Records from a collection
=-=-=-=-=

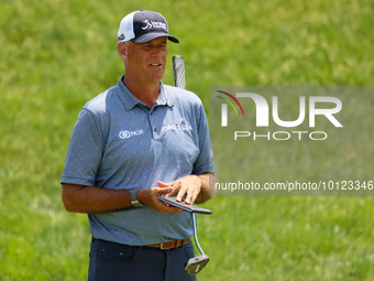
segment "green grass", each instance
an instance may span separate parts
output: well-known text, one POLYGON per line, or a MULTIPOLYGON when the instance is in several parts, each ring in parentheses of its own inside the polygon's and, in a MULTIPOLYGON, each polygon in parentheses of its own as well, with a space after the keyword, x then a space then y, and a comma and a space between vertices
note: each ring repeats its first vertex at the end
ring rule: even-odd
MULTIPOLYGON (((164 82, 183 54, 206 108, 216 85, 374 84, 370 0, 1 1, 1 281, 87 279, 87 218, 65 212, 59 179, 80 108, 123 73, 117 29, 138 9, 163 13, 182 41, 169 44, 164 82)), ((206 206, 215 214, 198 231, 211 262, 199 280, 374 279, 372 197, 206 206)))

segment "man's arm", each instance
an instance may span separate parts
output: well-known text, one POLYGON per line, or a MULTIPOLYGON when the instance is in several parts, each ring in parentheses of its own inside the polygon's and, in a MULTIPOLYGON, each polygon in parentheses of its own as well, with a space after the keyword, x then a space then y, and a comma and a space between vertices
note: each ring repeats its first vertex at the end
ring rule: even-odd
MULTIPOLYGON (((138 199, 160 213, 179 213, 180 209, 166 206, 157 199, 158 195, 167 194, 170 191, 169 187, 140 190, 138 199)), ((63 202, 66 210, 74 213, 107 213, 132 207, 128 191, 66 183, 63 184, 63 202)))
POLYGON ((186 203, 188 204, 202 204, 215 196, 215 190, 210 186, 215 186, 216 174, 199 174, 188 175, 178 179, 170 183, 162 183, 158 185, 163 187, 173 187, 173 191, 167 194, 167 197, 177 194, 177 201, 182 201, 182 197, 186 195, 186 203))

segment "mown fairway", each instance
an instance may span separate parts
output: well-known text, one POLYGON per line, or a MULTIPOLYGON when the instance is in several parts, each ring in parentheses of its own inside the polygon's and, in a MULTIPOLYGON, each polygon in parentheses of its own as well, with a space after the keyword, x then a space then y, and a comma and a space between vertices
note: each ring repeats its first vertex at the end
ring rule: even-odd
MULTIPOLYGON (((163 13, 182 42, 168 45, 164 83, 184 55, 187 88, 207 109, 215 85, 374 84, 371 0, 2 0, 1 281, 87 279, 87 217, 64 209, 59 180, 80 108, 123 74, 117 31, 139 9, 163 13)), ((372 197, 222 196, 206 207, 198 233, 211 261, 199 280, 374 280, 372 197)))

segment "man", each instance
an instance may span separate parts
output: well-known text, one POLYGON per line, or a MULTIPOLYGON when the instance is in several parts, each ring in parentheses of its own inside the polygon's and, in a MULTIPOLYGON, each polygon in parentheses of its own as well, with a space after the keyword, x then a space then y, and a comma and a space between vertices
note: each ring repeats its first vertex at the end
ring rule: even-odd
POLYGON ((158 196, 204 203, 215 166, 207 118, 193 93, 163 85, 166 20, 152 11, 123 18, 118 51, 125 74, 82 108, 63 172, 63 202, 87 213, 89 280, 196 280, 191 215, 158 196))

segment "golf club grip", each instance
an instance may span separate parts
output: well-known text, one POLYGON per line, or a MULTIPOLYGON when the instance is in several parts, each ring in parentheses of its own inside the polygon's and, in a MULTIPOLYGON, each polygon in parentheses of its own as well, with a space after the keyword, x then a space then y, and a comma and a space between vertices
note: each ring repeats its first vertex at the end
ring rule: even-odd
POLYGON ((175 86, 186 89, 185 58, 182 55, 173 56, 175 86))

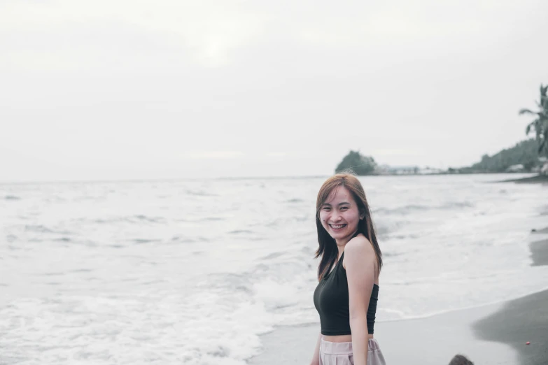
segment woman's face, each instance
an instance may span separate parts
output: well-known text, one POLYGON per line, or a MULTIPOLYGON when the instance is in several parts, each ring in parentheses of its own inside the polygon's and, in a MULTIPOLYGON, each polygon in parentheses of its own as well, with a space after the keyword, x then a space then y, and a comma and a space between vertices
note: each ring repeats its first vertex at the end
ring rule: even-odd
POLYGON ((346 244, 358 230, 360 211, 351 192, 344 186, 335 187, 320 208, 323 228, 337 245, 346 244))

=-=-=-=-=

Retype all of the items above word for word, leaving out the pictures.

■ THE OUTPUT ■
segment "green grass", each instance
an instance may span separate parts
output: well-known text, one POLYGON per line, or a MULTIPOLYGON when the instance is in several parts, each ring in parentheses of its own inside the polygon's and, in a MULTIPOLYGON, each polygon in parentheses of its own as well, with a space after the keyword, x then a space then y, and a comma and a space between vertices
note: each ring repeats its first vertex at the end
ring rule: even-odd
MULTIPOLYGON (((164 82, 183 54, 206 108, 216 85, 374 84, 370 0, 1 1, 1 281, 87 279, 87 218, 65 212, 59 179, 80 108, 123 73, 117 29, 138 9, 163 13, 182 41, 169 44, 164 82)), ((206 206, 215 214, 198 231, 211 262, 199 280, 374 279, 372 197, 206 206)))

segment "man's arm", each instance
an instance may span separate parts
output: well-known text, one POLYGON per line, or a MULTIPOLYGON when the instance is in several parts, each ring in parentheses of its own inside the polygon's and, in a MULTIPOLYGON, each polygon in parentheses of its own as well, with a space after the keyword, x then a space then y, and a comma and a space between vertices
note: each ring repeats its first vertex at the end
ring rule: even-odd
MULTIPOLYGON (((138 199, 160 213, 179 213, 180 209, 166 206, 157 199, 158 195, 167 194, 170 191, 169 187, 140 190, 138 199)), ((63 202, 66 210, 74 213, 107 213, 132 207, 128 191, 66 183, 63 184, 63 202)))
POLYGON ((186 203, 188 204, 202 204, 215 196, 215 190, 210 186, 215 186, 216 174, 199 174, 188 175, 178 179, 170 183, 162 183, 158 185, 163 187, 173 187, 173 191, 167 194, 167 197, 177 194, 177 201, 182 201, 182 197, 186 195, 186 203))

segment "mown fairway", each instance
an instance may span separate parts
output: well-known text, one POLYGON per line, or a MULTIPOLYGON when the instance is in several parts, each ring in parentheses of its own inside the polygon's and, in a MULTIPOLYGON, each polygon in parentheses of its own as well, with a space after the keyword, x then a space then y, and a comma and a space between vertices
note: each ring repeats its first vertex at the end
ring rule: even-odd
MULTIPOLYGON (((163 13, 182 42, 168 45, 164 83, 184 55, 187 88, 207 109, 215 85, 374 84, 371 0, 2 0, 1 281, 87 279, 87 217, 64 209, 59 180, 80 108, 123 74, 117 31, 139 9, 163 13)), ((372 197, 222 196, 206 207, 198 233, 211 261, 199 280, 374 280, 372 197)))

segment "man", each instance
an instance may span separate parts
output: well-known text, one POLYGON per line, or a MULTIPOLYGON when the instance is in several parts, each ring in parentheses of its own inside the polygon's and, in a MULTIPOLYGON, each polygon in parentheses of its own as well, with a space after the keyword, x then a space then y, and a comma and a space between vertices
note: each ring repeats its first vertex at the end
ring rule: even-odd
POLYGON ((158 196, 204 203, 215 166, 207 118, 193 93, 163 85, 166 20, 152 11, 123 18, 118 51, 125 74, 82 108, 63 172, 63 202, 87 213, 89 280, 196 280, 191 215, 158 196))

segment "golf club grip", each instance
an instance may span separate parts
output: well-known text, one POLYGON per line, or a MULTIPOLYGON when the instance is in several parts, each ring in parentheses of its own inside the polygon's and, in a MULTIPOLYGON, each polygon in parentheses of its own as well, with a space after the keyword, x then a space then y, and a comma and a space between vertices
note: each ring repeats its first vertex at the end
ring rule: even-odd
POLYGON ((175 86, 186 89, 185 58, 182 55, 173 56, 175 86))

segment woman's face, each instance
an instance may span separate parts
output: well-known text, one POLYGON per line, or a MULTIPOLYGON when the instance is in several parts, each ring in parentheses of its own inside the polygon's and, in a MULTIPOLYGON, each polygon in parentheses of its own as well, with a space after the keyword, x then a space then y, and a comma and a space between vertices
note: each ring repeats its first vertex at the end
ring rule: even-odd
POLYGON ((346 244, 358 230, 360 211, 351 192, 344 186, 335 187, 320 208, 323 228, 337 245, 346 244))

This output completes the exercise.